> [Dataset content]
— Begin —
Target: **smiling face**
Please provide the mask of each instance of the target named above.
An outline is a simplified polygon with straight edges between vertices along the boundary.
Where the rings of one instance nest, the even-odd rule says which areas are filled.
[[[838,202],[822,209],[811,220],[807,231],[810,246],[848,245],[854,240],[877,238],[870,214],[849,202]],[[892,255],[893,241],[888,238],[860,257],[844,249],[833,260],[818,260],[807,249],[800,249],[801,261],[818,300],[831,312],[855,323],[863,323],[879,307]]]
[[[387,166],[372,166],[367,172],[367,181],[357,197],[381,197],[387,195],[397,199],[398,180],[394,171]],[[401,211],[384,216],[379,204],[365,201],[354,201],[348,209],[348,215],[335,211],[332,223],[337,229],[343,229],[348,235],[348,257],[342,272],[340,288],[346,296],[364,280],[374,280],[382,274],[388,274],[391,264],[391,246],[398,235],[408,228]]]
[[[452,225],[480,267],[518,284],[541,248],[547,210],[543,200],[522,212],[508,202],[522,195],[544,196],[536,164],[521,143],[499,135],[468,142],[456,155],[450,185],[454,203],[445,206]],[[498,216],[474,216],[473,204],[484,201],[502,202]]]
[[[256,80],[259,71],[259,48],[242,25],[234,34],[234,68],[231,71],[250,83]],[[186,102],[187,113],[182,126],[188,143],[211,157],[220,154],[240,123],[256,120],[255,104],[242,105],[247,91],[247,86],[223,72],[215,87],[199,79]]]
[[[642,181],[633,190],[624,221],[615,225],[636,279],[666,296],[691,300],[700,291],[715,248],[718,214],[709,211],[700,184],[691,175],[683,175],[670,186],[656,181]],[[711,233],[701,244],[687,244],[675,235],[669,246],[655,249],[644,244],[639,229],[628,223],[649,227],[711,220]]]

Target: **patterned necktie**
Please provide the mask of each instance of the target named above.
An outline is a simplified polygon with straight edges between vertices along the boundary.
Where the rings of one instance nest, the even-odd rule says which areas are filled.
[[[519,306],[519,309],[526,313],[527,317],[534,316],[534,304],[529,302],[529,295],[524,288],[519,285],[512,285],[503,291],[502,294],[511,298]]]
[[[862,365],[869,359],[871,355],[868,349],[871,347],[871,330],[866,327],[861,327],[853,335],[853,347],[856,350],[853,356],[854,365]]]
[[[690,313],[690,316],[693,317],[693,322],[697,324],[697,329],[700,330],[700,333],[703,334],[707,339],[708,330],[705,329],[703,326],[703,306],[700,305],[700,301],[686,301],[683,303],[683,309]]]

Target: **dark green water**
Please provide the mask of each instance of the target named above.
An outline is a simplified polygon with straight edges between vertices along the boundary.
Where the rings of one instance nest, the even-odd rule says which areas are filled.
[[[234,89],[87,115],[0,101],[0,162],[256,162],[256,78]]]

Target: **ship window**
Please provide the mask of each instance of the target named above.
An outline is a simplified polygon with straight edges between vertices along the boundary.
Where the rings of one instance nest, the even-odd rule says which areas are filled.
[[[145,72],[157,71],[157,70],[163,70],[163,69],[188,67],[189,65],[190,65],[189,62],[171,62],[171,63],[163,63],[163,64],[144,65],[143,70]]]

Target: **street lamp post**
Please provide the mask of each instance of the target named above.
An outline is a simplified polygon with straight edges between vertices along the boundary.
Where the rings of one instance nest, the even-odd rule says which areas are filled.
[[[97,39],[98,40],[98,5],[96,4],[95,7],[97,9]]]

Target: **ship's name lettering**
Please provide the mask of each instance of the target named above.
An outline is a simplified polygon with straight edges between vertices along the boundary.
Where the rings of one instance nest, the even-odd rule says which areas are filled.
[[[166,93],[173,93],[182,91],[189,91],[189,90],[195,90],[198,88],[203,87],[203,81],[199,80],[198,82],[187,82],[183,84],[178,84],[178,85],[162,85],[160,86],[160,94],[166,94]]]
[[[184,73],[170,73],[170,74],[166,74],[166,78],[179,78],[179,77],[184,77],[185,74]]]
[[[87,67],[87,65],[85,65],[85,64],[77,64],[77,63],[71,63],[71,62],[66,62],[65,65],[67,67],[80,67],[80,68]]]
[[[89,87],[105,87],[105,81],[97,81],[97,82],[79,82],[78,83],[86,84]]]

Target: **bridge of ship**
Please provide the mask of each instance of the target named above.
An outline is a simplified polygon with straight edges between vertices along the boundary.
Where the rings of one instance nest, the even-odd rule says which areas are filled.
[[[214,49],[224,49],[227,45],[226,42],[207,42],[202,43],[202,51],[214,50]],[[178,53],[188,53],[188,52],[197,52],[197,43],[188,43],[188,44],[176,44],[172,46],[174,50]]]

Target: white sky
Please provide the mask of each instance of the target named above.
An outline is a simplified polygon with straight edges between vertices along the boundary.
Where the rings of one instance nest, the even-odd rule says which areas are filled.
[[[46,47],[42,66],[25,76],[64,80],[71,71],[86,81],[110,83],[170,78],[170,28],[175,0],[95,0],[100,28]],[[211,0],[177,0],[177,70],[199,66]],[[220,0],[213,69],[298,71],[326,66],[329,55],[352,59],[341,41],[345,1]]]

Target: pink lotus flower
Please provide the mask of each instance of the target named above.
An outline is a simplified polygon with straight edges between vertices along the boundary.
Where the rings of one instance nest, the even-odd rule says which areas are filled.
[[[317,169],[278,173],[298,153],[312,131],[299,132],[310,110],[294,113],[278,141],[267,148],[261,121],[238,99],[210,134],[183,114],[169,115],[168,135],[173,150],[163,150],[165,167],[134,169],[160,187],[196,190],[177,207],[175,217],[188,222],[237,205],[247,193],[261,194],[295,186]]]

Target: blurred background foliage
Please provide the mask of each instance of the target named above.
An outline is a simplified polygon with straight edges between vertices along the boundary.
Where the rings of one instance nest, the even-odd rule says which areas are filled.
— End —
> [Problem statement]
Transcribe every entry above verbatim, line for line.

> [Output for this task]
Target: **smiling face**
Please provide the mask of each instance of the target named above.
An outline is a simplified polygon with straight edges between vertices along the boundary.
Where the rings of one instance nest, the even-odd rule says which areas are filled.
[[[838,202],[822,209],[811,220],[807,231],[810,246],[848,245],[854,240],[877,238],[870,214],[849,202]],[[892,255],[893,241],[888,238],[860,257],[844,249],[833,260],[818,260],[807,249],[800,249],[801,261],[818,300],[831,312],[855,323],[863,323],[879,307]]]
[[[387,166],[372,166],[367,172],[367,181],[357,197],[381,197],[387,195],[397,199],[398,180],[394,171]],[[401,211],[384,216],[379,204],[365,201],[354,201],[348,209],[348,215],[335,211],[332,223],[337,229],[343,229],[348,235],[348,257],[342,272],[340,288],[346,296],[364,280],[374,280],[382,274],[388,274],[391,264],[391,246],[398,235],[408,228]]]
[[[452,225],[480,267],[518,284],[541,248],[547,210],[543,200],[522,212],[508,202],[522,195],[544,196],[536,164],[521,143],[499,135],[468,142],[456,155],[450,185],[454,203],[445,206]],[[498,216],[474,216],[473,204],[484,201],[502,202]]]
[[[256,80],[259,71],[259,48],[242,25],[234,34],[234,68],[231,71],[250,83]],[[186,102],[187,113],[182,126],[188,143],[211,157],[220,154],[240,123],[256,120],[255,104],[242,105],[247,91],[247,86],[223,72],[215,87],[199,79]]]
[[[642,181],[633,190],[624,221],[615,225],[636,279],[666,296],[691,300],[700,291],[715,248],[718,214],[709,211],[700,184],[691,175],[683,175],[670,186],[656,181]],[[711,233],[701,244],[687,244],[675,235],[669,246],[655,249],[644,244],[639,229],[628,223],[649,227],[711,220]]]

Target: **patterned necktie**
Please provide the mask of each instance of the target named above.
An outline is a simplified polygon with straight edges between vertices along the boundary.
Where the rings of one instance nest, the even-odd rule says which areas are filled.
[[[519,306],[519,309],[526,313],[527,317],[534,316],[534,304],[529,302],[529,295],[524,288],[519,285],[512,285],[503,291],[502,294],[511,298]]]
[[[862,365],[869,359],[871,355],[868,349],[871,347],[871,330],[866,327],[861,327],[853,335],[853,347],[856,350],[853,356],[854,365]]]
[[[690,313],[690,316],[693,317],[693,322],[697,324],[697,329],[700,330],[700,333],[703,334],[707,339],[708,330],[705,329],[703,326],[703,306],[700,305],[700,301],[686,301],[683,303],[683,309]]]

Target: **dark green water**
Please provide the mask of each instance of the target named above.
An outline is a simplified polygon with straight edges between vertices along the boundary.
Where the rings of one instance nest, the even-odd rule says which areas are filled.
[[[234,89],[87,115],[0,101],[0,162],[256,162],[256,78]]]

Target: **ship window**
Please provide the mask of each instance of the target named above.
An outline is a simplified polygon with straight edges between vertices along the boundary.
Where the rings of one instance nest, the even-odd rule says which areas are filled.
[[[145,72],[157,71],[157,70],[163,70],[163,69],[188,67],[189,65],[190,65],[189,62],[171,62],[171,63],[163,63],[163,64],[144,65],[143,70]]]

Target: **street lamp post**
Please provide the mask of each instance of the target named above.
An outline is a simplified polygon with straight edges between vertices along the boundary.
Where the rings of one instance nest, the even-odd rule says which areas are filled.
[[[97,39],[98,40],[98,5],[96,4],[95,7],[97,9]]]

Target: **ship's name lettering**
Please provide the mask of each instance of the target named above.
An outline is a simplified polygon with straight edges between vertices along the boundary.
Where the rings of one instance nest, the even-odd rule says which areas are filled.
[[[166,93],[173,93],[182,91],[189,91],[189,90],[195,90],[198,88],[203,87],[203,81],[199,80],[198,82],[187,82],[183,84],[178,84],[178,85],[162,85],[160,86],[160,94],[166,94]]]
[[[184,73],[170,73],[170,74],[166,74],[166,78],[179,78],[179,77],[184,77],[185,74]]]
[[[87,67],[87,65],[85,65],[85,64],[77,64],[77,63],[71,63],[71,62],[66,62],[65,65],[67,67],[80,67],[80,68]]]
[[[89,87],[105,87],[105,81],[97,81],[97,82],[79,82],[78,83],[86,84]]]

Target: **bridge of ship**
Please provide the mask of each instance of the target named above.
An outline is a simplified polygon with straight edges between vertices along the boundary.
Where the rings of one instance nest, the even-odd rule says which areas are filled.
[[[214,49],[224,49],[227,45],[226,42],[207,42],[202,43],[202,51],[214,50]],[[178,53],[188,53],[188,52],[197,52],[197,43],[188,43],[188,44],[176,44],[172,46],[174,50]]]

Target: white sky
Please provide the mask of each instance of the target named above.
An outline is a simplified polygon with straight edges between vertices along the boundary.
Where the rings of one instance nest, the even-odd rule says which areas are filled.
[[[46,47],[42,66],[25,76],[64,80],[71,71],[86,81],[110,83],[170,78],[170,28],[175,0],[95,0],[100,28]],[[211,0],[177,0],[177,70],[199,66]],[[220,0],[213,69],[298,71],[326,66],[329,55],[352,59],[341,41],[345,1]]]

Target: pink lotus flower
Please provide the mask of each instance of the target named above.
An outline is a simplified polygon with straight edges between vertices along the boundary.
Where the rings of one instance nest, the even-odd rule says which areas are filled.
[[[317,169],[278,173],[298,153],[312,131],[299,132],[310,110],[294,113],[278,141],[267,148],[261,121],[238,99],[210,134],[183,114],[169,115],[168,135],[173,150],[163,150],[165,167],[134,169],[160,187],[196,190],[177,207],[175,217],[188,222],[237,205],[247,193],[261,194],[295,186]]]

Target: blurred background foliage
Please provide the mask of each instance of the target named above.
An outline is a simplified polygon with straight edges between vertices along the boundary.
Where the rings of one instance nest, the even-odd rule says which areas are filled.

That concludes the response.